- Assigned task:
Transcribe exactly the span of lines that begins the records and ends with the line holding "Target: black and white striped jersey", both boundary lines included.

- Data for processing:

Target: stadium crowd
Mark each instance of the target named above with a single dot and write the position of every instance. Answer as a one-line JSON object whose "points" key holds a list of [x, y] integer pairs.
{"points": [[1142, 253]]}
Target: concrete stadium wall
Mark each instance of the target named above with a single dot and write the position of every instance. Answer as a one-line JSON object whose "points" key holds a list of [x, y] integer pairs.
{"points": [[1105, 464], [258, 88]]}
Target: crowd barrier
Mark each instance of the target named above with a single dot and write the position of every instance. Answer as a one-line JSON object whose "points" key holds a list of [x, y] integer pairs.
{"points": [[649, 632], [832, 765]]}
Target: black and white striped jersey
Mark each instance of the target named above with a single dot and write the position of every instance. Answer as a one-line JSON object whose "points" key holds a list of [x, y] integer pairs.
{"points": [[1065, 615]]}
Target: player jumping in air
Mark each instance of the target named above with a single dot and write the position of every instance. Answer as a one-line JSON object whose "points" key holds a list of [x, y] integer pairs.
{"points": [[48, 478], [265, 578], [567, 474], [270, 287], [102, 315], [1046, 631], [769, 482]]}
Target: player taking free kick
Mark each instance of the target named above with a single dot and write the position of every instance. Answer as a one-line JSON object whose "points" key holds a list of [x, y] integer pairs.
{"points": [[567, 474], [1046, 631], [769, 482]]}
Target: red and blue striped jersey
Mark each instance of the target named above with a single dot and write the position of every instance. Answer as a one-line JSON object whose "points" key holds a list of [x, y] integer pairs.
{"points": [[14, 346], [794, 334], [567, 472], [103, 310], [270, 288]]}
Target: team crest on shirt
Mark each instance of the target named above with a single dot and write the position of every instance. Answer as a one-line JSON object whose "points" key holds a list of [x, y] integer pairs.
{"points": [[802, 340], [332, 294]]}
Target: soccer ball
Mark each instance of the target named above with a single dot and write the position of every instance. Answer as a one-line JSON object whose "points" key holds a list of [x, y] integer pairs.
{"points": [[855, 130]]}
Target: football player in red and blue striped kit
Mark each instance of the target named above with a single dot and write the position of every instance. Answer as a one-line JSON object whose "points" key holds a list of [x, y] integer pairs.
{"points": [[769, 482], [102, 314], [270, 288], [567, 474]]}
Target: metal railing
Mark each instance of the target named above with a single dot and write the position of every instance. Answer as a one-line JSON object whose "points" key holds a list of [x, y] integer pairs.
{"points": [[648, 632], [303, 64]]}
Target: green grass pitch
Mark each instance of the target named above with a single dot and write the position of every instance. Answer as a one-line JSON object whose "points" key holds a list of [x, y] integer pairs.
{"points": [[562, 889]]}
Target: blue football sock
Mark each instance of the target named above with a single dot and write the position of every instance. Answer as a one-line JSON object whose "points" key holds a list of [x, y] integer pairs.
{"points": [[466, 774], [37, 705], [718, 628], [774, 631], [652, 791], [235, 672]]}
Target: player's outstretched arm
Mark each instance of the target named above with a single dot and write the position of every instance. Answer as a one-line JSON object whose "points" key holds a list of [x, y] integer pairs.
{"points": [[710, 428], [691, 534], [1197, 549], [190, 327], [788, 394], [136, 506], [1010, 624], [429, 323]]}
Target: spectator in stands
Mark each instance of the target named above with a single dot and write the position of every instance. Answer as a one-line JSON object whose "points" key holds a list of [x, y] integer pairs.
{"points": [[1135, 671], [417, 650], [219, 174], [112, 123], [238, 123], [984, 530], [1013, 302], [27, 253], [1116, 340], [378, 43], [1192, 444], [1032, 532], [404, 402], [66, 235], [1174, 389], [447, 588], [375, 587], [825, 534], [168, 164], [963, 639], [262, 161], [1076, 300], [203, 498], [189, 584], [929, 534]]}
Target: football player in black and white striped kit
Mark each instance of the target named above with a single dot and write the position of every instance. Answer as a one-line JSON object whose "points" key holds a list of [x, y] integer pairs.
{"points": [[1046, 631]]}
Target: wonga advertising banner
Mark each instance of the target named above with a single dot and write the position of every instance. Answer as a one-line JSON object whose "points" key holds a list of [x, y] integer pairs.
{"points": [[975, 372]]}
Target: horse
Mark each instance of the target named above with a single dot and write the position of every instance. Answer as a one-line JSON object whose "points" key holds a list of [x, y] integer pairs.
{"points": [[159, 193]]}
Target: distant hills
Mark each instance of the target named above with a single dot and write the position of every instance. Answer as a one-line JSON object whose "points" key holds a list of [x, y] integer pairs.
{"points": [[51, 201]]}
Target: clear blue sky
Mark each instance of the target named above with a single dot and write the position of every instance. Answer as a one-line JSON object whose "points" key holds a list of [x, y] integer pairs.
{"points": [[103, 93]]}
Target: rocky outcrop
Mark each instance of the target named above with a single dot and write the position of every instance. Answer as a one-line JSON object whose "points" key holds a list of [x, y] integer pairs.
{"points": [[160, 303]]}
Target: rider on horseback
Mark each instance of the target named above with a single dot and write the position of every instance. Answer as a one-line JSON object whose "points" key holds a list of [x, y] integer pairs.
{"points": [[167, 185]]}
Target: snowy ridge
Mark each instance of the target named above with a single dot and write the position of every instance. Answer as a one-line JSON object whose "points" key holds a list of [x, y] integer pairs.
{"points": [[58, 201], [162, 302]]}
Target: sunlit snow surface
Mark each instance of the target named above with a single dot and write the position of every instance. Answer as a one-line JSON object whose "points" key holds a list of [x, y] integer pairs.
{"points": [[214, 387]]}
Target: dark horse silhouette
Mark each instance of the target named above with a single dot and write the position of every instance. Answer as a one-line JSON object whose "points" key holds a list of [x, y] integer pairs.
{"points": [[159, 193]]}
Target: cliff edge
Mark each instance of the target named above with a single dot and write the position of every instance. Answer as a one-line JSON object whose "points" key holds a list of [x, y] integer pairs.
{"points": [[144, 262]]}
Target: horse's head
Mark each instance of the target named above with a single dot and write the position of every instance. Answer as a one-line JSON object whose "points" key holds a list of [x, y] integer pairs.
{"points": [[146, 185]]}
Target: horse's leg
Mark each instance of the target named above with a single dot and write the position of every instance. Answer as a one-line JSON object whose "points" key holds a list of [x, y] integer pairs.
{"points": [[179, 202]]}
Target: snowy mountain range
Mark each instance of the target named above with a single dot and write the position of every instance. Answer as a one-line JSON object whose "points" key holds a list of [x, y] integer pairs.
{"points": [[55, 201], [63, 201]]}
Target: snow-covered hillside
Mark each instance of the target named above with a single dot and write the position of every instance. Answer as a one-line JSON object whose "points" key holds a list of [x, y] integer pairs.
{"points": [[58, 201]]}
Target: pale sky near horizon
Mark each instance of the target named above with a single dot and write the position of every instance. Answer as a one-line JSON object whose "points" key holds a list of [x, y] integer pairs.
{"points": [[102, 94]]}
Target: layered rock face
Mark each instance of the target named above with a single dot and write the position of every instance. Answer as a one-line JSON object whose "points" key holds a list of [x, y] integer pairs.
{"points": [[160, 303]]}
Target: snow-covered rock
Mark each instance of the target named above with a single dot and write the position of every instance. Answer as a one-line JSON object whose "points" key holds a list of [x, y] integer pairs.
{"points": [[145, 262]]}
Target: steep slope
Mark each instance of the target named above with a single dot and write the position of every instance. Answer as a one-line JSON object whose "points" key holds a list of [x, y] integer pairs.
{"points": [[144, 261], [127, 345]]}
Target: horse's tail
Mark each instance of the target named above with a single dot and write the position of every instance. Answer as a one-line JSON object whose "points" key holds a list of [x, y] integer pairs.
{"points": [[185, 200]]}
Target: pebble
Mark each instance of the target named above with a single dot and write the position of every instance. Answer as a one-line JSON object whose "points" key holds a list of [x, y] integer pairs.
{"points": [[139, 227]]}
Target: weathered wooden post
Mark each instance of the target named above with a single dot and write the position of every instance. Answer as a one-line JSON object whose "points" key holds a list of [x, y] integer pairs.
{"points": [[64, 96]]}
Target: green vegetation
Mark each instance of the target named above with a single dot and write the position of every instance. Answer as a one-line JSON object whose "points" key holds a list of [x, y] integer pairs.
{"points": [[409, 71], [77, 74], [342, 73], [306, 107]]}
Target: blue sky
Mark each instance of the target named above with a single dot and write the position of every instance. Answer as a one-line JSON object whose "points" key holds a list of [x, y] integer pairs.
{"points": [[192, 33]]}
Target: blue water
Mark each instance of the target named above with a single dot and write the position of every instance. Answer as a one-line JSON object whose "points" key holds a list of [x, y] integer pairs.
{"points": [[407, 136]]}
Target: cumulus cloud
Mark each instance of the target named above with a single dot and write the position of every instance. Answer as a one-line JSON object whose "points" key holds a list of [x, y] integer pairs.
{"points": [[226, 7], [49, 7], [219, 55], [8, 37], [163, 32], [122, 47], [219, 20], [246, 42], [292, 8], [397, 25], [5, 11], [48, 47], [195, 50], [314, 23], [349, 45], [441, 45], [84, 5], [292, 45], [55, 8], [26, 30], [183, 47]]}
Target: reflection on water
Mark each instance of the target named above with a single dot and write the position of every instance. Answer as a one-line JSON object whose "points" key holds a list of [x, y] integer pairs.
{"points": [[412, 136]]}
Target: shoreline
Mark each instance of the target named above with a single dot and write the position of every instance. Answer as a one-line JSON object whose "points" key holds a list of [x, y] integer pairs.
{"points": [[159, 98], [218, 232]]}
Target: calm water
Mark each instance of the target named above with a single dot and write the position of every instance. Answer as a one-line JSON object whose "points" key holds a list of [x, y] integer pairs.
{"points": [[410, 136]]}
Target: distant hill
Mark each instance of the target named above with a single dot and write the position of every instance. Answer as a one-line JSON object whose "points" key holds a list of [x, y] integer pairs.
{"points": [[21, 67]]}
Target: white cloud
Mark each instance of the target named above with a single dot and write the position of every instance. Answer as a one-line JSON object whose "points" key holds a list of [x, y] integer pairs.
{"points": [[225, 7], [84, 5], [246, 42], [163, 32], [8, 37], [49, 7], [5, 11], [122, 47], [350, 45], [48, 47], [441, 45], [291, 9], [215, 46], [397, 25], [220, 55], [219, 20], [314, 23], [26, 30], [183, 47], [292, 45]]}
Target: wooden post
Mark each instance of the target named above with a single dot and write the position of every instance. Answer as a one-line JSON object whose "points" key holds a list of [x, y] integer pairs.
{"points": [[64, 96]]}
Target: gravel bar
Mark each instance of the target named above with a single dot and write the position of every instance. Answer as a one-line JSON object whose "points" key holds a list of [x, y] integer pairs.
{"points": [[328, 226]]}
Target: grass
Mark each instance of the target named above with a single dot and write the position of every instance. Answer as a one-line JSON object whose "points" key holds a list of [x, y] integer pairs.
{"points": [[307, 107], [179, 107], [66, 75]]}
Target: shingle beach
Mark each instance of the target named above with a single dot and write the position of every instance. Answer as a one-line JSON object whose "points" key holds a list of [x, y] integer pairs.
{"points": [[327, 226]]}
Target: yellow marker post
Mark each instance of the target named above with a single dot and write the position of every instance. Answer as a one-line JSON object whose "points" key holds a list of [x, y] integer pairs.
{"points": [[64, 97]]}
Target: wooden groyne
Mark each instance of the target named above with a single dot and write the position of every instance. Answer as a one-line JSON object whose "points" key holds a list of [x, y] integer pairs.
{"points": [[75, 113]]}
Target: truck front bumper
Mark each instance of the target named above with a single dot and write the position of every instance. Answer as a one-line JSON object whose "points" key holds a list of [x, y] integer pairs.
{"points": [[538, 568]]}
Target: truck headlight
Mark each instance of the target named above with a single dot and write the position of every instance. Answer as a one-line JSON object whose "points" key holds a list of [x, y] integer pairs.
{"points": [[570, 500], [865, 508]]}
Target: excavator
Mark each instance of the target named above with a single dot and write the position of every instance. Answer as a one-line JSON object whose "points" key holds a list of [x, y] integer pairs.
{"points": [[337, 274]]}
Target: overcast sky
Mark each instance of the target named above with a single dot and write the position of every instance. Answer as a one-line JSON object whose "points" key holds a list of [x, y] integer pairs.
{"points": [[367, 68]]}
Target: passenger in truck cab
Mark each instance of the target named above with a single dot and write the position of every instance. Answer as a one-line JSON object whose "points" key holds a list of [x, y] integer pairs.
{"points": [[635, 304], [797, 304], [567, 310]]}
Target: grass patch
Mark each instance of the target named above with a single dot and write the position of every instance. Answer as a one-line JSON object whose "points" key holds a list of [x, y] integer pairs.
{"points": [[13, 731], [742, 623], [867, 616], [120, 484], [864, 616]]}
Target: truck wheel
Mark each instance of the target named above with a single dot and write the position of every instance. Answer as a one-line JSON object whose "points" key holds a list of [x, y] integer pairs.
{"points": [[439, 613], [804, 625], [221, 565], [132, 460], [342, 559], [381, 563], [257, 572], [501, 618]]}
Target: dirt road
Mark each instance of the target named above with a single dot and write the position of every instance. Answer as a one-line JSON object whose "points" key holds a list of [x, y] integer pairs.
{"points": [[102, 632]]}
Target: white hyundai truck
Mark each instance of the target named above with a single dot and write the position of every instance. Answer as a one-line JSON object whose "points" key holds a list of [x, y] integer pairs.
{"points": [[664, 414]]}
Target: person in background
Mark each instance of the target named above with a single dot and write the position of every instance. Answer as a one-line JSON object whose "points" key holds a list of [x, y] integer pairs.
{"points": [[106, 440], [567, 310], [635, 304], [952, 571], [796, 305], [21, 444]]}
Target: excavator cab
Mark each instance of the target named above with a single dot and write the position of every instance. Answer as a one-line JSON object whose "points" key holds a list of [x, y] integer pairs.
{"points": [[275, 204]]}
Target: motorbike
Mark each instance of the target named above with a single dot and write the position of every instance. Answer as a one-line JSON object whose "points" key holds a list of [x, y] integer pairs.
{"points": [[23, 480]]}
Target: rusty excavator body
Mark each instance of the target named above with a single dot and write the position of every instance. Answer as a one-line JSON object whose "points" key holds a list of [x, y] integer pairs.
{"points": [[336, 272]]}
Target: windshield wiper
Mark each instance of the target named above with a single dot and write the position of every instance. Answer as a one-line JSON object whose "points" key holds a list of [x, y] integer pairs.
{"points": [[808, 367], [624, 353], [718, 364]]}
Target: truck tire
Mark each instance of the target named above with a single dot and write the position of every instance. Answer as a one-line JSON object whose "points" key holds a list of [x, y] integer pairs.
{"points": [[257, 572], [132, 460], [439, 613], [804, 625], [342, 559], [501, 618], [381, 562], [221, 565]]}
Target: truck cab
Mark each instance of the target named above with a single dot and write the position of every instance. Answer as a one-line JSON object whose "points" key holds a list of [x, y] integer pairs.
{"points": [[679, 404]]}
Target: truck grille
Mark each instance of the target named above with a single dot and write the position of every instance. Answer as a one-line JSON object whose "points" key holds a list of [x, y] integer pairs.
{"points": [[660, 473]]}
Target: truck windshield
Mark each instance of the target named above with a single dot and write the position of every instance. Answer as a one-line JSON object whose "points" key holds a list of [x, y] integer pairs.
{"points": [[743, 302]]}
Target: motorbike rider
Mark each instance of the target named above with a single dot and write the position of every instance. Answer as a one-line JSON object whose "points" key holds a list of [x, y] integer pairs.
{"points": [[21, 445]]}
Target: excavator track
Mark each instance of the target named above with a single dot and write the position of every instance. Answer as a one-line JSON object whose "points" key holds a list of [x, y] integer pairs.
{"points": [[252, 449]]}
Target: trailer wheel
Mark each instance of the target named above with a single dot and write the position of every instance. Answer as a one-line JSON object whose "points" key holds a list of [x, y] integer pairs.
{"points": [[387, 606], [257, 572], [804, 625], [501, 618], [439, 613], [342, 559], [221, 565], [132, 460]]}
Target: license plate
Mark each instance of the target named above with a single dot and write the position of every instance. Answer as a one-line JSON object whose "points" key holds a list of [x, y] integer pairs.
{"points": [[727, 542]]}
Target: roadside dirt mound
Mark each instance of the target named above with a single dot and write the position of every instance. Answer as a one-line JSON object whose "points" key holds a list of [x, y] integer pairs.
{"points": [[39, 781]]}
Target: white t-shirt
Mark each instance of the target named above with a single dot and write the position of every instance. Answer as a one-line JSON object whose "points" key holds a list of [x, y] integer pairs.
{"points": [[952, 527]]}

- Answer space:
Target: stadium crowd
Mark each instance of the target named above with a single dot and write the position of every instance. Answer as a one-line JSON object whose "points" key holds a list of [x, y] integer pairs.
{"points": [[1142, 253]]}
Target: concrete stadium wall
Mark each instance of the target named above with a single dot and write the position of every instance. Answer as a one-line JSON object whose "points" key holds a list of [x, y] integer pairs.
{"points": [[1105, 464], [258, 88]]}
Target: crowd barrier
Mark each instance of the target named above with a single dot and write the position of every instance. Answer as a one-line JSON object whose "points" key holds a list of [x, y] integer pairs.
{"points": [[649, 632], [832, 765]]}
Target: black and white striped jersey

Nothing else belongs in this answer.